## Extract provided:

Factor PROC num:DWORD

invoke Sqrt, [esp][4] ; num

xor edx, edx
test eax, 1
sete dl
sub eax, edx

mov ecx, eax
mul eax
lea edx, [ecx*2]
mov ecx, [esp][4]
sub ecx, eax
mov eax, edx

_0: cmp ecx, eax
jnc _1
sub eax, 4
add ecx, edx
_1: add edx, 4
sub ecx, eax
jne _0

shr eax, 1
shr edx, 1
retn 4
Factor ENDP
The above algorithm only finds two factors of a number (EAX and EDX on return). If EAX is equal to one then EDX is prime, else call Factor recursively on EAX and EDX. Yes, in general it is faster than trial division and does not need an array of primes! Please, see the other thread for SquareRoot algorithm:

Factor does not work for even numbers.

invoke Factor, 4093*2053
; EAX = 2053
; EDX = 4093

It is left as an exercise for others to explain how it works.

A prime array could be used to end recursion early. I am developing a more advanced version for larger numbers. I would appreciate credit being given for it's use.
Posted on 2005-01-17 16:59:59 by bitRAKE
That was very clever! Alas, it doesn't seem to be extendible to large numbers (or maybe I'm not thinking hard enough?) If you could do that, that would be impressive.

Let me just tidy it up a bit:


Factor PROC num:DWORD
push ebx
mov ebx, [esp+8]
invoke Sqrt, ebx

dec eax
or al, 1
lea edx, [eax+eax]
imul eax,eax
sub ebx,eax
mov eax, edx
_0: cmp ebx, eax
jnc _1
sub eax, 4
add ebx, edx
_1: add edx, 4
sub ebx, eax
jne _0

shr eax, 1
shr edx, 1
pop ebx
retn 4
Factor ENDP

If you'd like, you could get rid of the imul, and get the remainder from instead, but then you have to pay attention to the lower bit...
Posted on 2005-01-18 18:03:33 by Sephiroth3
Sephiroth3, thank you. You are correct if you mean the Sqrt function creates the 'residue' we need for factoring - needing no IMUL - it is best to combine them into one function. The algorithm certainly does extend to very large integers (have factored 915942972447382947582161328343629860183 in lessthan an hour), but I have other improvements to make it much faster! :)

Long way to go compared to the Elliptic Curve Method. :P
Posted on 2005-01-19 19:24:26 by bitRAKE
It took only 2s using that Java applet :-D
Posted on 2005-01-20 04:03:12 by roticv
This method is faster than: a^2 - b^2 = (a+b)(a-b) ...also called the Fermat Factoring Method. We have a composite (m) and are searching for two factors (p) and (q):

m = pq

p - q = 2c

d = p - c

pq = (d + c)(d - c) = d^2 - c^2

assume c=0

d0 <= Ceiling(m^0.5)

dN = d(N-1) + 1

cN = (dN^2 - m)^0.5

N<=N+1, until cN is an integer

Can someone show the two methods to be the same?
Posted on 2005-01-20 23:57:16 by bitRAKE
Hey Bitrake,

I was reading somewhere that fermat factoring might be even slower than trial divisons if the factors are small. I guess this method of factoring is only for factors that you know are close to the squareroot of the number you are factoring.

Posted on 2005-02-13 10:25:28 by roticv
roticv, yes, Fermat Factoring is very slow - doesn't it make you wonder how the method was used by Fermat? I don't think Fermat was as verbose as we would have liked him to be.
Posted on 2005-02-15 00:52:26 by bitRAKE
bitrake, it is sad that fermat does not document his findings and always give excuses for not doing so. :-D Just a question, say I want to code my own maths library for big numbers, should I store the numbers as binary data or store each digit (base 10) as a byte or nibble. What is your opinion? Which would be faster?
Posted on 2005-02-15 07:12:35 by roticv
Different representations have different uses, but in general storing the number as binary data is faster and takes less space. I've also been playing with algorithms operating on the base two exponents (example: 5 = (DWORD 2, DWORD 0)), but it takes a lot of space and has limited use.
Posted on 2005-02-15 19:04:02 by bitRAKE

## Instruction:
According to the thread, for what kind of numbers does the Factor procedure not work? None of the lines after this thread are needed.

## Lines from a pointing dataset:
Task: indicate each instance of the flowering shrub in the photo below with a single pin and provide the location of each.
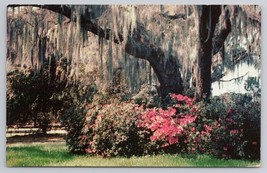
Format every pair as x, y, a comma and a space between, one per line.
238, 132
167, 126
110, 130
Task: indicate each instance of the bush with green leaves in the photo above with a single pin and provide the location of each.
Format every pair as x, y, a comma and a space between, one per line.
32, 96
111, 130
237, 135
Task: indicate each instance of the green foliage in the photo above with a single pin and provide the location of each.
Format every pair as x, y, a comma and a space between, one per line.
237, 134
111, 130
54, 154
74, 100
32, 96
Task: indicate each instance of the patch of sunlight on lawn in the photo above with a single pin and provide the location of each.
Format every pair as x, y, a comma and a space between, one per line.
57, 155
149, 161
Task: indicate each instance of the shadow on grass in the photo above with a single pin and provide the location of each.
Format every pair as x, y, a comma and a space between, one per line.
32, 156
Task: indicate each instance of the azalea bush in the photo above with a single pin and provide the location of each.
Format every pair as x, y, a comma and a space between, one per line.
111, 130
238, 132
176, 128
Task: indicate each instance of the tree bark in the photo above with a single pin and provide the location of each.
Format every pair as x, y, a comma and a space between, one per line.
169, 78
209, 17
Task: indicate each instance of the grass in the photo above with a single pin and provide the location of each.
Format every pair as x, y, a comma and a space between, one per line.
56, 154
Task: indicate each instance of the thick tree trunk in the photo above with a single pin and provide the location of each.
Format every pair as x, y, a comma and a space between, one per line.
168, 75
209, 17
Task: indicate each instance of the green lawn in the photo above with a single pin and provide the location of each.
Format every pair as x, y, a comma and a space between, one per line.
57, 155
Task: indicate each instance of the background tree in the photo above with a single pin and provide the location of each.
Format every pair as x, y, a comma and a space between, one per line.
163, 40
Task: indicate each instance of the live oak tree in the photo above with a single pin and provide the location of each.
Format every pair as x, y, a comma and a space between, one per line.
173, 40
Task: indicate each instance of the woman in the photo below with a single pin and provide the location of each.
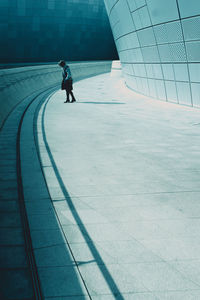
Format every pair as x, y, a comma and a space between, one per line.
67, 83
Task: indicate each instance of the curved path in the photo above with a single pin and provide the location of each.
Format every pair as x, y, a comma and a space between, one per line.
109, 196
123, 175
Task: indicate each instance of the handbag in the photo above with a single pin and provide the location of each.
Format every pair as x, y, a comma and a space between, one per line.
63, 85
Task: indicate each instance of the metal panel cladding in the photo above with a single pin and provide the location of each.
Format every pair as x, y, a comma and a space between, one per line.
158, 43
48, 30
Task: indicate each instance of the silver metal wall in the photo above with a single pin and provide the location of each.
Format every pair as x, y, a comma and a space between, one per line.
158, 42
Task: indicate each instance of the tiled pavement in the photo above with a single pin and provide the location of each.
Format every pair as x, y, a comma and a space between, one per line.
116, 214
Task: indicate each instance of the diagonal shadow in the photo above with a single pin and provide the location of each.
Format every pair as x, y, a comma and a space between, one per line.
97, 257
94, 102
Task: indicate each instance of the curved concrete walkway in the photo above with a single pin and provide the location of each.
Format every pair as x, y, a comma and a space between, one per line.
123, 174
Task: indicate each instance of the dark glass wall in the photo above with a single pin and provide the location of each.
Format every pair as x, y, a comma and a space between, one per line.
48, 30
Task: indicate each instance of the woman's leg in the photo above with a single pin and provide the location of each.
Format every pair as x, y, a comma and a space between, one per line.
67, 95
72, 95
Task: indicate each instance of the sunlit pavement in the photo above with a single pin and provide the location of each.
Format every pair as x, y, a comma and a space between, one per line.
123, 173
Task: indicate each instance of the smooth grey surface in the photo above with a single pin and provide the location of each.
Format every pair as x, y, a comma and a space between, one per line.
158, 40
125, 188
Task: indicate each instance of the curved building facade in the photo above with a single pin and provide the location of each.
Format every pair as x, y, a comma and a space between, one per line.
50, 30
158, 43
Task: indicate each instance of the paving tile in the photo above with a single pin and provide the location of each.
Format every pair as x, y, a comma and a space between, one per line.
11, 219
169, 249
54, 256
128, 251
13, 257
8, 193
43, 221
189, 268
159, 276
91, 253
9, 206
75, 233
110, 278
179, 295
16, 284
39, 207
61, 281
11, 236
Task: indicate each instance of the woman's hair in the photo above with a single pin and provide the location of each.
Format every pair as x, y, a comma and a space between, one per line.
61, 63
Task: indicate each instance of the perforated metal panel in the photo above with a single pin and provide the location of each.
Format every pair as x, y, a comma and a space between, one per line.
165, 48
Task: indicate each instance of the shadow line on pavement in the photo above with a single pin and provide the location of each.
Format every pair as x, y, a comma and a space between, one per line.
97, 257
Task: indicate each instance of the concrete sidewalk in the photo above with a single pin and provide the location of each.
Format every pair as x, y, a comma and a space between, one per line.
126, 190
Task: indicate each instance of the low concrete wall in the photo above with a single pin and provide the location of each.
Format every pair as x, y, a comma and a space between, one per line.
18, 83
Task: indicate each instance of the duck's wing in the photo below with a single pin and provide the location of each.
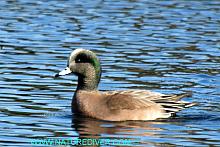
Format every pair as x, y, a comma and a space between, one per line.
117, 100
136, 99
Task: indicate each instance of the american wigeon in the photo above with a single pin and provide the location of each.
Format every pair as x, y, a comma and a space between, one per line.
115, 105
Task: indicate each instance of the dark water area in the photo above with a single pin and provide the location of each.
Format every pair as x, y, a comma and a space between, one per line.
164, 46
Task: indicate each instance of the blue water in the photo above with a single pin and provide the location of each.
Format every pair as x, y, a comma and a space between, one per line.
165, 46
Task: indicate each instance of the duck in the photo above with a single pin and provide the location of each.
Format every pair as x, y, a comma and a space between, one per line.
123, 105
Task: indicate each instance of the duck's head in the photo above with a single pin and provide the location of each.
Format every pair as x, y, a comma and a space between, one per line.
85, 64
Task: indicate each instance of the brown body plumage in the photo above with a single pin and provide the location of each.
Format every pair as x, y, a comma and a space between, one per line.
115, 105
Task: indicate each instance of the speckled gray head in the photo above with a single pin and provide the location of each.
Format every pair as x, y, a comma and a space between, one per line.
85, 64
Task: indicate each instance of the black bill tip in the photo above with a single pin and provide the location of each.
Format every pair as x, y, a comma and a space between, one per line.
56, 75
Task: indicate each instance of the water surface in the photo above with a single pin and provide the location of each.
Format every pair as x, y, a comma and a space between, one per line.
165, 46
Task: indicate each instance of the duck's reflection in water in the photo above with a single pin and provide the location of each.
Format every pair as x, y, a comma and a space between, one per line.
89, 128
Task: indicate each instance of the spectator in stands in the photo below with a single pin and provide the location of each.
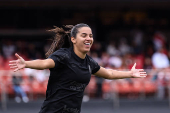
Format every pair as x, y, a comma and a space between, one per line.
160, 60
71, 68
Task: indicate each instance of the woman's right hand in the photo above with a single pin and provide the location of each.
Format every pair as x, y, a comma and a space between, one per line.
17, 64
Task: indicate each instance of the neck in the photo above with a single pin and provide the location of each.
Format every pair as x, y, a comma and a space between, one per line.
79, 54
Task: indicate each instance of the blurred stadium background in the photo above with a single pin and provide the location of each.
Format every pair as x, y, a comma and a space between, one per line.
125, 32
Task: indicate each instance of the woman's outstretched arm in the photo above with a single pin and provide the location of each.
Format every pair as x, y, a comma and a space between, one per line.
20, 63
114, 74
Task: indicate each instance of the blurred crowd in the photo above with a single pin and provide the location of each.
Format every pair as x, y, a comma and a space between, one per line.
121, 38
119, 54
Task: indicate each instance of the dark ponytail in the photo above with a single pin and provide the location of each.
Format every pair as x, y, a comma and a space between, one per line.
61, 39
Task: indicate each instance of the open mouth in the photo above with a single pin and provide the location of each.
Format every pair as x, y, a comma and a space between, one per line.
87, 43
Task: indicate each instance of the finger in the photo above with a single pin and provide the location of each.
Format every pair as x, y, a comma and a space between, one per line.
13, 61
134, 66
12, 67
140, 69
12, 64
16, 70
17, 56
142, 72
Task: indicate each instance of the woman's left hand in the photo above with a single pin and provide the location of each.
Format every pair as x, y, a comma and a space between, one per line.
138, 73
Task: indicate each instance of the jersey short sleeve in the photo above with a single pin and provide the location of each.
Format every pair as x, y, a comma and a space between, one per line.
94, 65
60, 57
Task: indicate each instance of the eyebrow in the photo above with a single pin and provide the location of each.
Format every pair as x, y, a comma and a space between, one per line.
86, 33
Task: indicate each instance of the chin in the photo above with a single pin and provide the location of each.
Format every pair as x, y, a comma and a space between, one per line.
86, 50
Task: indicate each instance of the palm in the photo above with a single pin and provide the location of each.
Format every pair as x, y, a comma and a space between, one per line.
17, 64
138, 73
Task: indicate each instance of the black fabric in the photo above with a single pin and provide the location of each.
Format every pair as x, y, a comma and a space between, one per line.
67, 81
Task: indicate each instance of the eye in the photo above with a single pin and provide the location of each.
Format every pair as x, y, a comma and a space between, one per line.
91, 36
83, 35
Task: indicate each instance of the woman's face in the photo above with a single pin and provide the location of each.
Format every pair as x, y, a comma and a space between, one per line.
83, 40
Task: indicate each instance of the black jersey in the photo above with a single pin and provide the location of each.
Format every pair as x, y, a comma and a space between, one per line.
67, 81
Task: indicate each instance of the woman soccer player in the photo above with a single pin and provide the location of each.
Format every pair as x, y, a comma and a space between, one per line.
70, 69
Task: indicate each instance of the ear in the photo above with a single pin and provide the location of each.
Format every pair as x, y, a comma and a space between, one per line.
73, 40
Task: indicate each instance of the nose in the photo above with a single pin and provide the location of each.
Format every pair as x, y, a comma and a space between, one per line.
88, 38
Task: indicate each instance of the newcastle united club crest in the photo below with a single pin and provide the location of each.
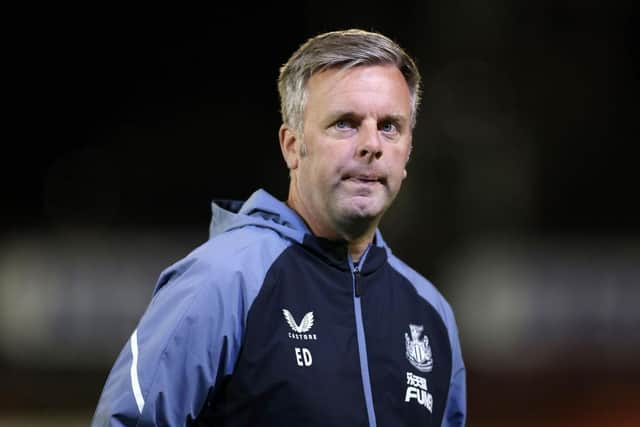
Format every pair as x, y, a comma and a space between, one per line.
418, 350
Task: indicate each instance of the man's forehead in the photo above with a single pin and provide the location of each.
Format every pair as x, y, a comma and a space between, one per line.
350, 90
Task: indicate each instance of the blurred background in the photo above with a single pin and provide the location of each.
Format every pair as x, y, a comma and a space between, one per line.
521, 203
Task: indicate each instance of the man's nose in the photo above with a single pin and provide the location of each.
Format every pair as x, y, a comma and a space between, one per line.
370, 145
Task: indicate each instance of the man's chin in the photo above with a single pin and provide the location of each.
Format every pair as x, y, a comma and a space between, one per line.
362, 209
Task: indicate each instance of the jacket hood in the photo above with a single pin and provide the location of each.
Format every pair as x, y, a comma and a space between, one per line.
264, 210
260, 210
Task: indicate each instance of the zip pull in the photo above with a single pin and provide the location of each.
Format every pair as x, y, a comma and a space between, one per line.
356, 277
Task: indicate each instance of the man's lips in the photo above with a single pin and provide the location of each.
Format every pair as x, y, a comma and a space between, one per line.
364, 178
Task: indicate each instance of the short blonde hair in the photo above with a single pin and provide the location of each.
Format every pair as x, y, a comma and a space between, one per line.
340, 49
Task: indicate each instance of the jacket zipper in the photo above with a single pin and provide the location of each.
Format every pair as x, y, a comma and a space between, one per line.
362, 344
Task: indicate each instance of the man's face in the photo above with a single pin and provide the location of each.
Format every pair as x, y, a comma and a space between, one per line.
357, 139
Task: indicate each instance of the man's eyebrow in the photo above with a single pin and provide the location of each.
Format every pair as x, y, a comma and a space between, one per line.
344, 114
396, 118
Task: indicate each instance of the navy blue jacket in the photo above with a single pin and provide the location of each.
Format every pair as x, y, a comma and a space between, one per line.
268, 325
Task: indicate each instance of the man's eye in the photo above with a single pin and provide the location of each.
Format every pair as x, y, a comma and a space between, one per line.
342, 124
388, 127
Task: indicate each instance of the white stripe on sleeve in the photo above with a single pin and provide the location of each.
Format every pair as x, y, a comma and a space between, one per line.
135, 384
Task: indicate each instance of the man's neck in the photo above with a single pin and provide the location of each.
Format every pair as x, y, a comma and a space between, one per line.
358, 242
357, 249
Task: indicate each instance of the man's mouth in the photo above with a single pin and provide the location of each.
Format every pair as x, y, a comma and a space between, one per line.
364, 179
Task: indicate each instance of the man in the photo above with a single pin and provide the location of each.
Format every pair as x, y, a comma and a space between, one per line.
299, 314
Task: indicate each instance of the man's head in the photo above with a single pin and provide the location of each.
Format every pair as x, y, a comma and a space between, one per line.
349, 101
340, 49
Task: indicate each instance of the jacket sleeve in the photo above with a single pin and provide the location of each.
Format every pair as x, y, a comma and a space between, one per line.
187, 340
456, 410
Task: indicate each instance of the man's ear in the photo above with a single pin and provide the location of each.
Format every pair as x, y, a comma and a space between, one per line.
289, 146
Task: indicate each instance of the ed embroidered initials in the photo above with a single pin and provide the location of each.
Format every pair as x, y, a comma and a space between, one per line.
303, 356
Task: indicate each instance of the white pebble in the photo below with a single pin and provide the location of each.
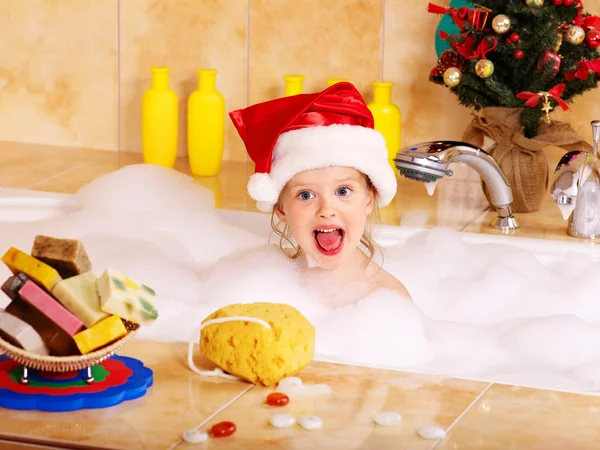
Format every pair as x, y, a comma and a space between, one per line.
195, 436
432, 432
387, 418
290, 382
282, 420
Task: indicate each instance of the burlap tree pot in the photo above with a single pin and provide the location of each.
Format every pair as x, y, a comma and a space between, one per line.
522, 159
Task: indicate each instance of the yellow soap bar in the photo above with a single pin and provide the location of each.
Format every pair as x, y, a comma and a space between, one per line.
101, 334
18, 261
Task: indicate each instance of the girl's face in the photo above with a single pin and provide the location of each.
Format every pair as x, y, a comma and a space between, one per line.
326, 210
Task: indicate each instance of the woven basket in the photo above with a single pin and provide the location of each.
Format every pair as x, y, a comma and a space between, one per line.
67, 363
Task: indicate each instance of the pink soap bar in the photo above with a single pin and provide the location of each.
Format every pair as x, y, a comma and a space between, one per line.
47, 305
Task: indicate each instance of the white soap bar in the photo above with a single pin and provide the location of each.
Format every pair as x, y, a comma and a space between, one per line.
79, 294
195, 436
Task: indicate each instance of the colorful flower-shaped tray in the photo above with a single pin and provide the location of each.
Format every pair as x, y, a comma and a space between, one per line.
115, 380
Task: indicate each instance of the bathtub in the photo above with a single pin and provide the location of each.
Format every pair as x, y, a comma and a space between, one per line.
18, 205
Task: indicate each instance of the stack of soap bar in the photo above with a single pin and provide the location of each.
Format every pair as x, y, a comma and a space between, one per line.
47, 305
13, 284
67, 256
122, 296
101, 334
79, 294
20, 334
41, 273
59, 342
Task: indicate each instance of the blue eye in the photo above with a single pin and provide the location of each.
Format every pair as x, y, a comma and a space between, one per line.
343, 192
305, 195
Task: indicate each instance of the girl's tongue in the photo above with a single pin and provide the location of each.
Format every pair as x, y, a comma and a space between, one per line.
329, 241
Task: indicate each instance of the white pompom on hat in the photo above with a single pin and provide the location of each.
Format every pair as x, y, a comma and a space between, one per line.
290, 135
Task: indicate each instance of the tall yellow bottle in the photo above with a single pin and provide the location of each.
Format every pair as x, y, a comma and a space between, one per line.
293, 84
160, 120
206, 126
388, 120
332, 81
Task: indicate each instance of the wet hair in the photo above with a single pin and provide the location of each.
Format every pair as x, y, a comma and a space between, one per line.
367, 244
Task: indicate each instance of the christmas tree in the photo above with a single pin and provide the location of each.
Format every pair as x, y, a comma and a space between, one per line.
527, 54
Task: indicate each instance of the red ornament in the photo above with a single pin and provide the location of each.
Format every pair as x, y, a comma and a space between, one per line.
223, 429
277, 399
592, 38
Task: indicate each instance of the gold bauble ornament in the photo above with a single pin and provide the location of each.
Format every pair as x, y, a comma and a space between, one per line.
501, 24
575, 35
452, 76
484, 68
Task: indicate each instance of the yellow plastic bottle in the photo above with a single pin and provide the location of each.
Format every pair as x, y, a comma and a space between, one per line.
160, 120
293, 84
206, 126
388, 120
332, 81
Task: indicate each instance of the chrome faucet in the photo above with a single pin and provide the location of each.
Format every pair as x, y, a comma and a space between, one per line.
576, 190
428, 162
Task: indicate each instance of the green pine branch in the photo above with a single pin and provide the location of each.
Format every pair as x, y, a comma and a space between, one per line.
538, 28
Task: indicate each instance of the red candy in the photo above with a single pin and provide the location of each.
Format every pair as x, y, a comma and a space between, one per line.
277, 399
223, 429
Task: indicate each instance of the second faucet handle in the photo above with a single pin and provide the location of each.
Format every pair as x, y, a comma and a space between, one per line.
596, 131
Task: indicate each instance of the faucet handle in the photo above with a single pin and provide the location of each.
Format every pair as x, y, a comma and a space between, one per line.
596, 131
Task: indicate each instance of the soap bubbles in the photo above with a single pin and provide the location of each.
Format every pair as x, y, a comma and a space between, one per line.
490, 311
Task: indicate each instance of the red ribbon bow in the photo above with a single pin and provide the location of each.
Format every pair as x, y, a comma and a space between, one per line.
458, 15
533, 99
476, 17
591, 22
486, 45
582, 72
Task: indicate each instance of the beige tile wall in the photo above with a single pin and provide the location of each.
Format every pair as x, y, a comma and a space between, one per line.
72, 72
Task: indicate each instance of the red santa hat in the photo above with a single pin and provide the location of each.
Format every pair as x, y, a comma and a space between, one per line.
293, 134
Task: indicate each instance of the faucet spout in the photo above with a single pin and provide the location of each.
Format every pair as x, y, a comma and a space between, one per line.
429, 161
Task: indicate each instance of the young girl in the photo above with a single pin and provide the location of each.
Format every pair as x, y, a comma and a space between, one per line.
322, 170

## Output of the exercise:
Even numbers.